=== EXERCISE DESCRIPTION ===
Reproduce the data below word for word, from the line containing "find the saffron thread in the photo above" through the end of the data, including both ends.

-- start of DATA ENTRIES --

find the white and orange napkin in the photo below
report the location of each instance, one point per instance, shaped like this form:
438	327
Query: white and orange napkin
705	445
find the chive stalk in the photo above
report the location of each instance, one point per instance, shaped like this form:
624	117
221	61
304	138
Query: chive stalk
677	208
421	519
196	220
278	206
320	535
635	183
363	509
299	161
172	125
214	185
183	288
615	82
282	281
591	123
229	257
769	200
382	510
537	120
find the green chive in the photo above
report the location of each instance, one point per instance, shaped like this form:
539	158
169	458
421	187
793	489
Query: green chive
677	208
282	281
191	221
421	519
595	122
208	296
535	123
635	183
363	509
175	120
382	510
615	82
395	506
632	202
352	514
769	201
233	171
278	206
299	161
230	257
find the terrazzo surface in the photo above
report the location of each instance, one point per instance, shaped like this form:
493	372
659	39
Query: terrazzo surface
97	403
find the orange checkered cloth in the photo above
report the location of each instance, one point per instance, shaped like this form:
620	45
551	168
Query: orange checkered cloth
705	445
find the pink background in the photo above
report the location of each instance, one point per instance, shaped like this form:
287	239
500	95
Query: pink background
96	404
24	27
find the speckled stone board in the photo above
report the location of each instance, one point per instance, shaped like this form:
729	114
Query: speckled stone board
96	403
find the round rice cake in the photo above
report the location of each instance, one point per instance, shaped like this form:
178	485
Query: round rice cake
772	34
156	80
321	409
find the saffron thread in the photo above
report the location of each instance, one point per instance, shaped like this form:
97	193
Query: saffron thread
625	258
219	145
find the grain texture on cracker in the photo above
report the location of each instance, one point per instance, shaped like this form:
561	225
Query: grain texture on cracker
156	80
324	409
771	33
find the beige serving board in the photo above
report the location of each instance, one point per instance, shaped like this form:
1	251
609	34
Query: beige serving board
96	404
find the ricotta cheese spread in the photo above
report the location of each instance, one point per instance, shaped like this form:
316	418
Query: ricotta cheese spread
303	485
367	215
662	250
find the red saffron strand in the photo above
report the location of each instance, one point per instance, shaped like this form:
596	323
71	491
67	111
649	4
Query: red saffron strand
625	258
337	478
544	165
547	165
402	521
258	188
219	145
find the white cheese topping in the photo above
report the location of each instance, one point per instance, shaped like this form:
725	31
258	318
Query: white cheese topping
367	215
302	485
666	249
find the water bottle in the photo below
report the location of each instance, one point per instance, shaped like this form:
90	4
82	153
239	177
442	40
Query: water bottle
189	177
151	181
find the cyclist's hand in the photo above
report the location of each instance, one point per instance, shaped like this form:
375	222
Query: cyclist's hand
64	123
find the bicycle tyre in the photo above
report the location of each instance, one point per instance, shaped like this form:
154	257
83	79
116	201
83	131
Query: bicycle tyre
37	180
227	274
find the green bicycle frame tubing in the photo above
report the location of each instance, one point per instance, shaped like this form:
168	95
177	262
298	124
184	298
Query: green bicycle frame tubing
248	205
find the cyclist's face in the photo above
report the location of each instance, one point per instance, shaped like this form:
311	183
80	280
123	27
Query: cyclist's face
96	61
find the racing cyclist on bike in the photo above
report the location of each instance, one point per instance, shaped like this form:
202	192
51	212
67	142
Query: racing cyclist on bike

-- end of DATA ENTRIES --

=== ANSWER TO THIS PROBLEM ===
find the saffron thread in the photo above
report the location of each instance, one point per instance, shaped like this form:
97	193
Query: saffron thread
625	258
219	145
find the grain texture on cracker in the photo above
report the location of each instance, one point per instance, shaped like this form:
561	225
Query: grain texture on cracker
156	80
324	409
771	33
find the beige serving board in the photo above
report the location of each instance, one point per instance, shaped like this form:
1	251
609	34
Query: beige serving board
96	404
find the ricotta cheese spread in the photo above
report the location of each instance, one point per instance, shaped like this form:
316	418
Query: ricotta cheese spread
303	485
367	215
662	250
find the red saffron strand in the photo above
report the location of each instance, one point per instance, shaped like this form:
596	323
71	491
67	111
649	4
Query: red saffron strand
625	258
337	478
544	165
547	165
402	521
258	188
219	145
find the white cheese topping in the photo above
report the location of each instance, one point per instance, shaped like this form:
725	31
258	318
Query: white cheese topping
367	215
302	485
666	249
find the water bottle in the photo below
report the location of each instance, one point per instance, shaped like this form:
90	4
82	153
239	177
442	40
Query: water bottle
189	177
151	181
find the cyclist's hand in the photo above
report the location of each instance, one point per instance, shaped like this form:
375	222
Query: cyclist's hand
64	123
find the bicycle tyre in the photo above
report the location of each instance, one point per instance, shaped like this form:
154	257
83	79
116	201
83	131
Query: bicycle tyre
37	180
227	274
find the green bicycle frame tubing in the photo above
report the location of each instance, one point per instance, shaped like this form:
168	95
177	262
298	124
184	298
Query: green bicycle frame tubing
248	205
find the cyclist's face in the photo above
report the location of each instance, one point per instance, shaped like this form:
311	183
80	280
123	27
Query: cyclist's face
96	61
find the racing cyclist on bike in the photo above
report the location of each instance, one point per instance, shaped like this form:
202	192
51	212
67	142
Query: racing cyclist on bike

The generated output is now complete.